# TASK STATEMENT
Each entry should be quoted word for word, including every mark of punctuation.
== EXERCISE DATA ==
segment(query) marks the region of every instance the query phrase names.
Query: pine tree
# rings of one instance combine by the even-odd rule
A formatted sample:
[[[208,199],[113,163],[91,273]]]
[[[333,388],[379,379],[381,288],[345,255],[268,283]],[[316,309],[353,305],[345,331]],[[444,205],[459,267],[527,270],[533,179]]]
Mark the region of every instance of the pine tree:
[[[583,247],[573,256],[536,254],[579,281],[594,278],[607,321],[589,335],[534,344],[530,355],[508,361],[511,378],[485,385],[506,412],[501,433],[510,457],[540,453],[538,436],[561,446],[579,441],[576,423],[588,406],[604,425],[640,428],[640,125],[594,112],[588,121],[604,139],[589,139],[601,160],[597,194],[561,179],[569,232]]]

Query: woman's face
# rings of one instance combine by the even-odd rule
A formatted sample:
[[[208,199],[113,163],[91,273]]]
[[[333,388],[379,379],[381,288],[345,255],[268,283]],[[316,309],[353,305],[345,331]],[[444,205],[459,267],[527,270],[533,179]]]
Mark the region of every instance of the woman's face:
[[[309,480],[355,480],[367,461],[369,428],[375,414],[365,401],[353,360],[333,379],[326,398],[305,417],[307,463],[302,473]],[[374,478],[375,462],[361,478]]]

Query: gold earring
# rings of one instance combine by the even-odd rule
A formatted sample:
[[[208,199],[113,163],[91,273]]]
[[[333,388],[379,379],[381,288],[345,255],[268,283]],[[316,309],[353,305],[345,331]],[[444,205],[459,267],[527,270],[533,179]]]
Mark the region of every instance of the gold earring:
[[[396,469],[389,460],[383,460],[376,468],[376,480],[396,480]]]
===
# WRITTEN SOLUTION
segment(query) marks the region of every instance the query phrase names.
Query: pine tree
# rings of one instance combine by the even-odd rule
A formatted sample:
[[[208,199],[113,163],[91,273]]]
[[[333,388],[379,379],[381,288],[345,255],[268,283]],[[316,309],[353,305],[345,331]],[[444,205],[459,267],[527,270],[533,179]]]
Mark the region of every instance of the pine tree:
[[[583,247],[573,256],[536,254],[579,281],[594,278],[607,321],[589,335],[534,344],[530,355],[508,361],[511,378],[485,385],[506,412],[501,433],[510,457],[540,453],[538,436],[561,446],[579,441],[576,423],[588,406],[604,425],[640,428],[640,125],[594,112],[588,121],[604,139],[589,139],[601,160],[597,194],[561,179],[569,232]]]

Query: woman's face
# rings of one instance combine by the even-odd rule
A formatted sample:
[[[208,199],[113,163],[91,273]]]
[[[333,388],[379,379],[381,288],[345,255],[268,283]],[[316,309],[353,305],[345,331]],[[444,205],[459,267],[527,270],[533,179]]]
Mark the region of every instance of the woman's face:
[[[309,480],[355,480],[367,461],[369,428],[375,414],[365,401],[353,360],[333,379],[326,398],[305,417],[307,463],[302,473]],[[374,478],[375,462],[361,478]]]

Query: gold earring
# rings of one instance combine by the even-odd rule
A formatted sample:
[[[208,199],[113,163],[91,273]]]
[[[333,388],[379,379],[381,288],[345,255],[268,283]],[[316,309],[353,305],[345,331]],[[444,205],[459,267],[527,270],[533,179]]]
Mark the region of every instance of the gold earring:
[[[396,469],[389,460],[383,460],[376,468],[376,480],[396,480]]]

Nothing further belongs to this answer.